Below is some material. Set down exactly the line where "yo can you spot the cookie stack" appears and all lines after it, and stop at the last line.
┌──
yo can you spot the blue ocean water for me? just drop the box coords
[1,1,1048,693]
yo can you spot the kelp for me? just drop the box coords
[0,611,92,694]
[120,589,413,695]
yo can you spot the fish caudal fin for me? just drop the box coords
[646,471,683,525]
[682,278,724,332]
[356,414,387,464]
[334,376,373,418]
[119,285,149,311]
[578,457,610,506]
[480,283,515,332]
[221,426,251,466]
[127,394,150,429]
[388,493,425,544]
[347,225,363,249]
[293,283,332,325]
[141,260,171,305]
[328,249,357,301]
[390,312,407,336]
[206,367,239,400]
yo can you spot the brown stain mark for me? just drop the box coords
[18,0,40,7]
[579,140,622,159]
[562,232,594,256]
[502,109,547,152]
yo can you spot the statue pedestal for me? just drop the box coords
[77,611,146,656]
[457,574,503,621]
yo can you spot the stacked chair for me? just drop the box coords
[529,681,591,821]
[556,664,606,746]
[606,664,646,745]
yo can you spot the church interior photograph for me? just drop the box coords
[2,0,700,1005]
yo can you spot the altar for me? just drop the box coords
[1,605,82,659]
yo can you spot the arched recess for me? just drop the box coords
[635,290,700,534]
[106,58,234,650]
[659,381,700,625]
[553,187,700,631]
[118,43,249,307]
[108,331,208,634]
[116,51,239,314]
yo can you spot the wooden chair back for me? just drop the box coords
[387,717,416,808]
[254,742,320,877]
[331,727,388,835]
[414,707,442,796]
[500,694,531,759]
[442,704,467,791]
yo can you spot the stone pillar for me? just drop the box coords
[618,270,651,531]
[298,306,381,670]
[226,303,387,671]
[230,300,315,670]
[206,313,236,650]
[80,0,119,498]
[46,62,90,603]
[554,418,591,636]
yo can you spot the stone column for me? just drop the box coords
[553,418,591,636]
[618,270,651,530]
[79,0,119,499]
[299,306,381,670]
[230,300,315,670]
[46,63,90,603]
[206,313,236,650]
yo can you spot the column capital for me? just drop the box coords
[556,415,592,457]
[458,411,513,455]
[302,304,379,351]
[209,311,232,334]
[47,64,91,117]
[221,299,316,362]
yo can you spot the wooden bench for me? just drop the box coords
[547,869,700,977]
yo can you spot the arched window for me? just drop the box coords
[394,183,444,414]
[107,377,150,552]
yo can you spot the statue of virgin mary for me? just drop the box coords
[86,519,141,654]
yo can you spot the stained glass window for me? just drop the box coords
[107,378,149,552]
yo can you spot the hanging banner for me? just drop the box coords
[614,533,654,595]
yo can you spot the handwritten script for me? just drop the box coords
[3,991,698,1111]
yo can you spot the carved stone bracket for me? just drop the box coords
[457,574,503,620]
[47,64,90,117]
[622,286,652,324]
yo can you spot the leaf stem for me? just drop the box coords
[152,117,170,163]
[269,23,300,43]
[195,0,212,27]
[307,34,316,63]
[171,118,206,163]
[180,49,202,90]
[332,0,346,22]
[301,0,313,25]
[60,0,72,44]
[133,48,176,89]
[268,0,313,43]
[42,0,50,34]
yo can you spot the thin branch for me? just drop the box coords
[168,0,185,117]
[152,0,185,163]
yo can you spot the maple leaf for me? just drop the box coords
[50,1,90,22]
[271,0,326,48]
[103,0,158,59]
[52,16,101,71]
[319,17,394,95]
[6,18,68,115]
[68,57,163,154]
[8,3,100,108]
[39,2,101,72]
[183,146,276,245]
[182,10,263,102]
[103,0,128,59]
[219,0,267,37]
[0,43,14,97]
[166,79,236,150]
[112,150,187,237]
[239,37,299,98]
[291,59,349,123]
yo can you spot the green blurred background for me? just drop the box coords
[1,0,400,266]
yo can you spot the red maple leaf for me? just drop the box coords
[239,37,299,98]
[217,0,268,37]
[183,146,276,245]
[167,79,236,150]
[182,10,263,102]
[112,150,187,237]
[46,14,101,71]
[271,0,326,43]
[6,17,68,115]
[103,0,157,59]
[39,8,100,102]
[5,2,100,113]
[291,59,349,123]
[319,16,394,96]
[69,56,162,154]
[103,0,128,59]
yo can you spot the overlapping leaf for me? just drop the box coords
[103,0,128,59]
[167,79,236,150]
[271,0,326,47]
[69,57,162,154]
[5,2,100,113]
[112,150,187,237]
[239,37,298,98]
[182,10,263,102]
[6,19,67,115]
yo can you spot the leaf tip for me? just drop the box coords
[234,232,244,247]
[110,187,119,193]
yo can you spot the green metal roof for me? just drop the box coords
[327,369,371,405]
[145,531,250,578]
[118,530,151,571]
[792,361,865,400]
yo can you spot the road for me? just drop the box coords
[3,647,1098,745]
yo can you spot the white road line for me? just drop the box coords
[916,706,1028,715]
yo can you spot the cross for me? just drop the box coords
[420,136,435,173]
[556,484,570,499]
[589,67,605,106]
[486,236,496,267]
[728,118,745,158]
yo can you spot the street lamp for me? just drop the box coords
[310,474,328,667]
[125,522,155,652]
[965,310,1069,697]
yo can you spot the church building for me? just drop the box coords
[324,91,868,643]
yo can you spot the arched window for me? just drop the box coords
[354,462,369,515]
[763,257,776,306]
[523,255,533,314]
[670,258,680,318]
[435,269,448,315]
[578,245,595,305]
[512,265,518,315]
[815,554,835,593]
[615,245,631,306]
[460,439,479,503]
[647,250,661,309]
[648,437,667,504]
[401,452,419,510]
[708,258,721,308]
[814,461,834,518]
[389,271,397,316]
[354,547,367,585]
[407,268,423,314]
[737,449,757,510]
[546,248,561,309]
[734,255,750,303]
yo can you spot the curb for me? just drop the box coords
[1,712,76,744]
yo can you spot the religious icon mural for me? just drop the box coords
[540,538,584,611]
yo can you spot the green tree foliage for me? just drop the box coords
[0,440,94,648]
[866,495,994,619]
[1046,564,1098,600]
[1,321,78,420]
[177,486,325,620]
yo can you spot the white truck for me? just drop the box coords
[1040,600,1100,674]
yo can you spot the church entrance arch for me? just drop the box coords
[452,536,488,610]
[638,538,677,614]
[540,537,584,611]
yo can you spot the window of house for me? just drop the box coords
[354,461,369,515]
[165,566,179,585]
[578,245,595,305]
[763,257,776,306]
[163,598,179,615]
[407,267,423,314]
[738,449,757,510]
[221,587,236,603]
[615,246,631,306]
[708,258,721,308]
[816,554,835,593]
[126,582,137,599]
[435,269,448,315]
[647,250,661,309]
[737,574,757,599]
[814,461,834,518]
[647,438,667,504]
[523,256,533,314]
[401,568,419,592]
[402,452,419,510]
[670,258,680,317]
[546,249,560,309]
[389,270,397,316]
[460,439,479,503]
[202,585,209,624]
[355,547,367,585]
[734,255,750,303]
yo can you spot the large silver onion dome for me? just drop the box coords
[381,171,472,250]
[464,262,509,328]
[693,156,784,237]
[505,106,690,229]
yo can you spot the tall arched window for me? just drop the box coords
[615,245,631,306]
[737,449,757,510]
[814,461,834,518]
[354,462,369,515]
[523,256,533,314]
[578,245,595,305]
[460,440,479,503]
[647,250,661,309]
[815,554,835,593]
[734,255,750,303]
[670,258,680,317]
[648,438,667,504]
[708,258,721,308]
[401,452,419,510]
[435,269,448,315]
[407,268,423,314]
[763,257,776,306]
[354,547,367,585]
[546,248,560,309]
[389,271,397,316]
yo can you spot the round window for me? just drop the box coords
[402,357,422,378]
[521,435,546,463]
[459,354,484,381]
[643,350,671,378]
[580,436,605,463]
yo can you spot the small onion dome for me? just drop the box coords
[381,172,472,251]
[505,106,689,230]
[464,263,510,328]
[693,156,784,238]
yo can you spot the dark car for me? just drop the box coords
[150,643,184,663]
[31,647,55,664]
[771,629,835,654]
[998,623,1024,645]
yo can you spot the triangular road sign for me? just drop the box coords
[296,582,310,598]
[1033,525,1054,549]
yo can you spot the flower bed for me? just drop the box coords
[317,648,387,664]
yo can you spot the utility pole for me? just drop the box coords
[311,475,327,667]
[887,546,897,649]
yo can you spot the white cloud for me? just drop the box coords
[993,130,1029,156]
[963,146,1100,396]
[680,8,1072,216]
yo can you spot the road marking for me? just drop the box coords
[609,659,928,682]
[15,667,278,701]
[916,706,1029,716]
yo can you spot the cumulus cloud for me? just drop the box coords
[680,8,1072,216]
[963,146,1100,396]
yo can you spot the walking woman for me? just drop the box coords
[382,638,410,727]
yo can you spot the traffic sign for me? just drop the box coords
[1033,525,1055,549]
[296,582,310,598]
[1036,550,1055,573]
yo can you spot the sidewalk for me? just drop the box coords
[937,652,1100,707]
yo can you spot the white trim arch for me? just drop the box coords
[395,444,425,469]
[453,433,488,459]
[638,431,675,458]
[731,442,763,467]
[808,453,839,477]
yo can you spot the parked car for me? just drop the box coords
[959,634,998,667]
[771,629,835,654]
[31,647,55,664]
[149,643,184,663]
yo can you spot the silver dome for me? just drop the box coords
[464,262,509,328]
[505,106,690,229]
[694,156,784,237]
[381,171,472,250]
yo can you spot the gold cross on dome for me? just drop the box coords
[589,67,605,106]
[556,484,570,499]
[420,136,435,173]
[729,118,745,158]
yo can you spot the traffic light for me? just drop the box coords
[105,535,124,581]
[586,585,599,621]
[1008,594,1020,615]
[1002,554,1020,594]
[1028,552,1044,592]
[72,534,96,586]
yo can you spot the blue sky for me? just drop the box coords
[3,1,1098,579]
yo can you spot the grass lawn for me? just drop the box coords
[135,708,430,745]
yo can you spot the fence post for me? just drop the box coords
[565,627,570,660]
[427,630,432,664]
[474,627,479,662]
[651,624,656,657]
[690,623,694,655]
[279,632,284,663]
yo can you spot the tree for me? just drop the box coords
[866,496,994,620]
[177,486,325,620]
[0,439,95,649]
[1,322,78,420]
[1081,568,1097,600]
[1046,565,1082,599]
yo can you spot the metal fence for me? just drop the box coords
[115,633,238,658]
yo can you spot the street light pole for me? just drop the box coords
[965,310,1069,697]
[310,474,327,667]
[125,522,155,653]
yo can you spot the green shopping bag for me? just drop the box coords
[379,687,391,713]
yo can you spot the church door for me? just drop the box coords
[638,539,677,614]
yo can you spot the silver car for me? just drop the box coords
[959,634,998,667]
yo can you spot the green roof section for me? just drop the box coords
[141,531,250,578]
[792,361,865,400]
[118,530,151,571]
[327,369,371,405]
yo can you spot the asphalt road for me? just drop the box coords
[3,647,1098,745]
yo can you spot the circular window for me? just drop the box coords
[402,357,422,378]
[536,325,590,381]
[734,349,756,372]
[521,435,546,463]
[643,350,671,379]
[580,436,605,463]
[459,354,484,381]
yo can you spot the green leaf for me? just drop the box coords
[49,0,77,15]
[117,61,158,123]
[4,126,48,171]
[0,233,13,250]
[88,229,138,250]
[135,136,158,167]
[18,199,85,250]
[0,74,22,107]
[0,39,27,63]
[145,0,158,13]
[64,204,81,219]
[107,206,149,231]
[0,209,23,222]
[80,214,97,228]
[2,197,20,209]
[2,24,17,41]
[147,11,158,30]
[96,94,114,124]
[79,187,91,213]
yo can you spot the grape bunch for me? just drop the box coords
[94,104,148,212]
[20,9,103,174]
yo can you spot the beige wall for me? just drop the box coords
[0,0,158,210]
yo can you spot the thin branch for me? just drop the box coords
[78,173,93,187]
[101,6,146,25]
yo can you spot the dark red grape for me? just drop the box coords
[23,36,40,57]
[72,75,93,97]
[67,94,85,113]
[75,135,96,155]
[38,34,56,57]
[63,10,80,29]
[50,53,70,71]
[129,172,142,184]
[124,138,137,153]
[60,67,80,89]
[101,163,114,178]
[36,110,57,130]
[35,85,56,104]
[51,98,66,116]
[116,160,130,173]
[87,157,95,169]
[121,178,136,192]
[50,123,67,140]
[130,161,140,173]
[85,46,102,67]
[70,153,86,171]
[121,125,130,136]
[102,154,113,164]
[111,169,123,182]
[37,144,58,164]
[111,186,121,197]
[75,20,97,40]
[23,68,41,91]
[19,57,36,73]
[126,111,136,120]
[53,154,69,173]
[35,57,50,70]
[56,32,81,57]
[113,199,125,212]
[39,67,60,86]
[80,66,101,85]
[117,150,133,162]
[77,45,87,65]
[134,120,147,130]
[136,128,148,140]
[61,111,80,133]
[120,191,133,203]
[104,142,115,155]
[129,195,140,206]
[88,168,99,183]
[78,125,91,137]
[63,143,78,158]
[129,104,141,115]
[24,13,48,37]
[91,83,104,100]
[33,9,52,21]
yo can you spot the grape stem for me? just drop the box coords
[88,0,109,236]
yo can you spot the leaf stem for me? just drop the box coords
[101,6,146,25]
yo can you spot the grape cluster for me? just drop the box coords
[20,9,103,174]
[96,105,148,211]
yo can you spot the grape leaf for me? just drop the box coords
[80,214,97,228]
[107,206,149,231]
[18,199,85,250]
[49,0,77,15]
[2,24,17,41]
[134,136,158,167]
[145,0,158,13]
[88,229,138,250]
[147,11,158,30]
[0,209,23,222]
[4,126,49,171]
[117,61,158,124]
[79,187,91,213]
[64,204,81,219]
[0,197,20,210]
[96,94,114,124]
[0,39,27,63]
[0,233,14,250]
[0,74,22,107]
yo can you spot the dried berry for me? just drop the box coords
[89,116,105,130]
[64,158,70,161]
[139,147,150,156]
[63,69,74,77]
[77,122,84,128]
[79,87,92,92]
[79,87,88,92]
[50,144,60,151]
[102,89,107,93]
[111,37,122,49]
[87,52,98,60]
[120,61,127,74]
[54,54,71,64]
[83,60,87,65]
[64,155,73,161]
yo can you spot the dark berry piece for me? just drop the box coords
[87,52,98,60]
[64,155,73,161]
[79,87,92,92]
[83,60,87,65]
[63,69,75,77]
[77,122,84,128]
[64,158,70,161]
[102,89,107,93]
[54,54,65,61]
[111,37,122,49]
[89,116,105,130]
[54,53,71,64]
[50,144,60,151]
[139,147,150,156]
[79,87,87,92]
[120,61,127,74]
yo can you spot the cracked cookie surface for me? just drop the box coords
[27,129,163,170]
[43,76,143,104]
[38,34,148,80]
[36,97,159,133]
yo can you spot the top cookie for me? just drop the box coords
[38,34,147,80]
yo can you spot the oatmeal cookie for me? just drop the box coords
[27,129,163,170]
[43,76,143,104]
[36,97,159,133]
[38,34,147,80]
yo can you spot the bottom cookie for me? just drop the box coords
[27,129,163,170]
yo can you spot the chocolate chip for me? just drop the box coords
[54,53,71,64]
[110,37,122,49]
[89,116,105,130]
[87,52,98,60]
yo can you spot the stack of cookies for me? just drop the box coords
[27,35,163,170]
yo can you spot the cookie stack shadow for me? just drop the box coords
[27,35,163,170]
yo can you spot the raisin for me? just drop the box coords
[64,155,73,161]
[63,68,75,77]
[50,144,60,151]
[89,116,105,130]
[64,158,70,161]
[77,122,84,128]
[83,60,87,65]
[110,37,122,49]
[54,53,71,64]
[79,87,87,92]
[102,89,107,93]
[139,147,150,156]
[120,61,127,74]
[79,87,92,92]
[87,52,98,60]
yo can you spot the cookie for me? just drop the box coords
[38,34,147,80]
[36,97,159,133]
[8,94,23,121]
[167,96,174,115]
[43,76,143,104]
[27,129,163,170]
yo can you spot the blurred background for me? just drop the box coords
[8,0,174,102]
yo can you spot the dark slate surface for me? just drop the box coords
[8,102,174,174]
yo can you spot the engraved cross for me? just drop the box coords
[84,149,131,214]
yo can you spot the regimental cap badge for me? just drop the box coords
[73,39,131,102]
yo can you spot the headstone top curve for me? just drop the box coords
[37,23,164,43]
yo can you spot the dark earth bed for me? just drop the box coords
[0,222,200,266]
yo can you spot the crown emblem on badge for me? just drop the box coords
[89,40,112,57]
└──
* RESPONSE BOX
yo can you spot the cookie stack shadow for me? just drop the box coords
[27,35,163,170]
yo can you spot the raisin for me? just drop the box coords
[64,155,73,161]
[63,68,75,77]
[50,144,60,151]
[89,116,105,130]
[64,158,70,161]
[77,122,84,128]
[83,60,87,65]
[110,37,122,49]
[54,53,71,64]
[79,87,87,92]
[102,89,107,93]
[139,147,150,156]
[120,61,127,74]
[79,87,92,92]
[87,52,98,60]
yo can you spot the cookie for me? just drop the box coords
[38,34,147,80]
[36,97,159,133]
[8,94,23,121]
[167,96,174,115]
[43,76,143,104]
[27,129,163,170]
yo can you spot the blurred background for me? just drop the box coords
[8,0,174,102]
yo can you spot the dark slate surface for me? just drop the box coords
[8,102,174,174]
yo can you spot the engraved cross for me? just drop the box coords
[84,149,131,214]
yo can you spot the regimental cap badge for me? just drop the box coords
[73,39,131,102]
yo can you spot the headstone top curve for me? just drop the box coords
[37,23,164,43]
yo can you spot the dark earth bed for me? just drop the box coords
[0,222,200,266]
yo can you spot the crown emblem on badge for me? just drop the box coords
[89,40,112,57]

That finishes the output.